__INSTRUCTIONS FOR THE TASK__
Lines from the one containing "If you could segment every instance of the dark" through the end of the data are to be returned exactly, and no others.

__SOURCE DATA__
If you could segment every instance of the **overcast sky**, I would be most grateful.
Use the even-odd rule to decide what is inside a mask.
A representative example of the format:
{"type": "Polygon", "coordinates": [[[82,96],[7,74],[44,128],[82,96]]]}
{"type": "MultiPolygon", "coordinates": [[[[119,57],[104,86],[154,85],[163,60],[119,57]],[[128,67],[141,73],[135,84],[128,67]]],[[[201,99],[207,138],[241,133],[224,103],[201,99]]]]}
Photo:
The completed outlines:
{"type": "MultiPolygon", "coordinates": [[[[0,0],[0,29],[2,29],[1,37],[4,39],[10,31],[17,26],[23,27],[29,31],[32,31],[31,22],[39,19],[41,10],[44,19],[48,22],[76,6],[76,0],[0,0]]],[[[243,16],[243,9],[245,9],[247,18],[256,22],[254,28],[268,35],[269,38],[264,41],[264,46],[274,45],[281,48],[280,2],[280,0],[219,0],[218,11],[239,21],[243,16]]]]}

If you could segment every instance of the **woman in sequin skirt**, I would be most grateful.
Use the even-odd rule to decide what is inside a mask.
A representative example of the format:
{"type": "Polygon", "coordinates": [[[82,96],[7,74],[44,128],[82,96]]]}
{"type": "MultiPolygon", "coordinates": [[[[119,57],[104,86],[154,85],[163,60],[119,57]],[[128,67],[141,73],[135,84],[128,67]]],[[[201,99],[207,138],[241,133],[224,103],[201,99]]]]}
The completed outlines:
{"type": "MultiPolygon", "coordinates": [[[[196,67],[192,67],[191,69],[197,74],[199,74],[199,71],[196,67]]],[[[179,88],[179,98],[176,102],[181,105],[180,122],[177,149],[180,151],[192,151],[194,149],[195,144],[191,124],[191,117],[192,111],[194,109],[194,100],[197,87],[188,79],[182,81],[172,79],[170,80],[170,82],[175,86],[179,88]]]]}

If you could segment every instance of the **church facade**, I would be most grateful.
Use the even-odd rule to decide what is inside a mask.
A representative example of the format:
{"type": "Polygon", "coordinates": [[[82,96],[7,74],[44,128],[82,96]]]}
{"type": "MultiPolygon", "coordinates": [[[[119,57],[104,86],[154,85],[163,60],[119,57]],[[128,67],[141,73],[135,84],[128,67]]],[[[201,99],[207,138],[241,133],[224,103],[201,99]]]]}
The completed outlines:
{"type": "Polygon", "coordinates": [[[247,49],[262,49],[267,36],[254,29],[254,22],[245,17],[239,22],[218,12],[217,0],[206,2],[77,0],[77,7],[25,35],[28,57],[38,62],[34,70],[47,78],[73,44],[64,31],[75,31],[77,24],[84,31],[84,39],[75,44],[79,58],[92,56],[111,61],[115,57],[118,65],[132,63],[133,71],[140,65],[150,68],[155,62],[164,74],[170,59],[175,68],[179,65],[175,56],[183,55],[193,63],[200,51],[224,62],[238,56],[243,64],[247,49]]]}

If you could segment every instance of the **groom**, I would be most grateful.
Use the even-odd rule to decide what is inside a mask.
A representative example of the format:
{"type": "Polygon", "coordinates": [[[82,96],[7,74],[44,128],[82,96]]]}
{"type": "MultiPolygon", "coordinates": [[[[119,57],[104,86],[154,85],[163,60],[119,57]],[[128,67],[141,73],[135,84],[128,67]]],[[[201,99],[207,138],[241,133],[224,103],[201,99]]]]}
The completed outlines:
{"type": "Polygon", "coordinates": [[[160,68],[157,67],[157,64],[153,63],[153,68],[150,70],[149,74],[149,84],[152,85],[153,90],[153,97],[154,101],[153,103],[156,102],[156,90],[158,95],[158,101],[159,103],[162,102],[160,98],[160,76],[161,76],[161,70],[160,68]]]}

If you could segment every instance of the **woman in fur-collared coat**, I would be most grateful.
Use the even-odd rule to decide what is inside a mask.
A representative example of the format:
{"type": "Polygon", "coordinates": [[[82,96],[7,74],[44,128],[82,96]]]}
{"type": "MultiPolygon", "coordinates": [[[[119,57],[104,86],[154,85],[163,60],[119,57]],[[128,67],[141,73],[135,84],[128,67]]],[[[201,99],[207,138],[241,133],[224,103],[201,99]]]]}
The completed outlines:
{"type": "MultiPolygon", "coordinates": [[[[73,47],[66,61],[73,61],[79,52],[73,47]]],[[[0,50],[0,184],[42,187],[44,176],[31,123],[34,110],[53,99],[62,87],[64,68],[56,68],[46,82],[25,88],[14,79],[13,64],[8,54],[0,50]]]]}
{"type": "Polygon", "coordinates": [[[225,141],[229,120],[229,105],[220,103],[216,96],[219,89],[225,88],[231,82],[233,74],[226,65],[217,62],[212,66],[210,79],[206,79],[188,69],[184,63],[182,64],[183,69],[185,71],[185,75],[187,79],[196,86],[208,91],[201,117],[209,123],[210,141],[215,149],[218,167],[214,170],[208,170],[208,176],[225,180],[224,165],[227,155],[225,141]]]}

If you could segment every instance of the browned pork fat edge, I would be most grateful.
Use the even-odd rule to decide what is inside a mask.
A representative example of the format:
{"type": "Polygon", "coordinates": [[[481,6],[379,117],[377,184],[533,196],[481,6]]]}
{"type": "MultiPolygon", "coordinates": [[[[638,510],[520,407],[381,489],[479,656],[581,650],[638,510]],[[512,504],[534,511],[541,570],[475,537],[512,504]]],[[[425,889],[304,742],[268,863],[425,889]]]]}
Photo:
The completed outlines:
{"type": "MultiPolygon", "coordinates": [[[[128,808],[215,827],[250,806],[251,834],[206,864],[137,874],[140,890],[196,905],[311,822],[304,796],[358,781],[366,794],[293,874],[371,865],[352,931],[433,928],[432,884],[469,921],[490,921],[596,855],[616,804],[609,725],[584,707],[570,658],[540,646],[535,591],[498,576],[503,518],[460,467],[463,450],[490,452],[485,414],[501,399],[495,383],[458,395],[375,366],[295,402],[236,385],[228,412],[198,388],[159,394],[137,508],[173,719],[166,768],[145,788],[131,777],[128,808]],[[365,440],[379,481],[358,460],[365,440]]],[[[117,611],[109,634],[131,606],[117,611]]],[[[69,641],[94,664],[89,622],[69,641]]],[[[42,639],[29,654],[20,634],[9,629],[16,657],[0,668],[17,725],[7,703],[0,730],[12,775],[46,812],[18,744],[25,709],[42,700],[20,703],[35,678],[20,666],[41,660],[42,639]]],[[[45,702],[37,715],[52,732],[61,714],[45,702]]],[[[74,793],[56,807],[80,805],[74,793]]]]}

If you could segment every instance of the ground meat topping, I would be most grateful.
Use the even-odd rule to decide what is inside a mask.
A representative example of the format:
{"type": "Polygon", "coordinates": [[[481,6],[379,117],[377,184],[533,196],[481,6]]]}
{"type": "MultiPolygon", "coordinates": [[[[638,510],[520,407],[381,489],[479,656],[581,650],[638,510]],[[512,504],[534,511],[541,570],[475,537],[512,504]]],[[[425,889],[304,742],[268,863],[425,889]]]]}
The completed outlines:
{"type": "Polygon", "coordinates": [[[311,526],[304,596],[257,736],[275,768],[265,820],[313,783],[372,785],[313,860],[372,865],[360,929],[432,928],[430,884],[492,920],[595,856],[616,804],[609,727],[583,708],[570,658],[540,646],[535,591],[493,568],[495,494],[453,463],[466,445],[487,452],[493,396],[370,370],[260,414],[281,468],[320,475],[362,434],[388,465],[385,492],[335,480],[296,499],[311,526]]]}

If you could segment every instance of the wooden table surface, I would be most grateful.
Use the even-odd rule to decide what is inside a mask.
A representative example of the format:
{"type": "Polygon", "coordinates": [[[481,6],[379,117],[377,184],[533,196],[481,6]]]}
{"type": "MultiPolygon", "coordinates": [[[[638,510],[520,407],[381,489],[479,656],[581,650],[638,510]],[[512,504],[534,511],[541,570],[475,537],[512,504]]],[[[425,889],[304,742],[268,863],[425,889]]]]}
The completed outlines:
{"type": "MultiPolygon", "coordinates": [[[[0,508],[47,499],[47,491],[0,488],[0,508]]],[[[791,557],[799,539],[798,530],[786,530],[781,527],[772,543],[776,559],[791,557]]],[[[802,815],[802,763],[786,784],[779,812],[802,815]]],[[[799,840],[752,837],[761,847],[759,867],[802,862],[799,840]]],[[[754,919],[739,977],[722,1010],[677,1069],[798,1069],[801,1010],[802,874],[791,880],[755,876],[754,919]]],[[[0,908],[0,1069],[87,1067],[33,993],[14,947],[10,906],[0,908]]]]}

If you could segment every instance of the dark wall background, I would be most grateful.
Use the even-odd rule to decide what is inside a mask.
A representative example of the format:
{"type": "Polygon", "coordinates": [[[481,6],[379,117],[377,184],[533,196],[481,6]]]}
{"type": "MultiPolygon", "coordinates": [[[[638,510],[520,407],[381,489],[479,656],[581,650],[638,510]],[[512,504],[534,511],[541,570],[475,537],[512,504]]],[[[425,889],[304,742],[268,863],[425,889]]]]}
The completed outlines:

__OUTPUT OF THE TASK__
If you could segment every instance of the dark wall background, I would be most grateful.
Use the even-odd rule to decide what is inside a mask.
A representative example of the format:
{"type": "Polygon", "coordinates": [[[481,6],[379,117],[377,184],[533,196],[481,6]]]}
{"type": "MultiPolygon", "coordinates": [[[[638,510],[520,407],[381,489],[479,656],[581,650],[638,510]],[[512,504],[534,511],[541,570],[475,537],[512,504]]],[[[425,889],[304,742],[268,863],[425,889]]]]}
The completed outlines:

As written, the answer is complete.